### Excerpt provided
▶

The commotion caught the attention of a hotel valet who quickly and discreetly tipped off the madam--who, after years of coming to the hotel, was well known to the valets and doormen--that there were a bunch of cops in the alcove.

Keavy quickly dispatched her right-hand man, Dudgeon, to go to the office and get the number of an attorney.

Within a few minutes of the valet's warning, a knock came at the door of Room 1002 at half-past eleven. One of the escorts went to answer. "San Jose Police," barked one officer in a blue raid jacket, "we have a search warrant."

Raeshel Keavy
The Madam: Raeshel Keavy

AS THE POLICE FILED IN, Keavy, according to one account, reached forward to get her laptop computer, which held all the previous week's financial data. An officer quickly grabbed it away from her.

A witness recalls Keavy standing up and demanding, "Would someone tell me what is going on here?"

Keavy spotted a new escort of hers named Deanne coming in with police and assured her everything was going to be fine. Earlier in the night, Keavy had been worried sick that her new employee had encountered harm whenshe didn't answer repeated pages at the end of a trick.

Only later, when she saw "Deanne" writing a police report, did Keavy realize she had been consoling an undercover cop.

The police separated the eight to 10 people in the room and soon discovered they hadn't brought along enough handcuffs. "We had not anticipated having that many people in the room," San Jose vice cop Ken Willey would later acknowledge.

◀

### Data lines
▶

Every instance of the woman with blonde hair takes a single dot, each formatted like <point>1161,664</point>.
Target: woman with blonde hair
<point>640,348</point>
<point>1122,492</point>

◀

### Aim 1
Return the passage about the police raid between "Within a few" and "away from her.", inclusive, copied word for word.
### Aim 2
Using the passage about the police raid, answer these:
(a) What was the number of the room where the knock came?
(b) Whom did Keavy send to the office for an attorney's number?
(c) What did the police find they had not brought enough of?

### Written answer 1
Within a few minutes of the valet's warning, a knock came at the door of Room 1002 at half-past eleven. One of the escorts went to answer. "San Jose Police," barked one officer in a blue raid jacket, "we have a search warrant."

Raeshel Keavy
The Madam: Raeshel Keavy

AS THE POLICE FILED IN, Keavy, according to one account, reached forward to get her laptop computer, which held all the previous week's financial data. An officer quickly grabbed it away from her.

### Written answer 2
(a) Room 1002
(b) Dudgeon, her right-hand man
(c) Handcuffs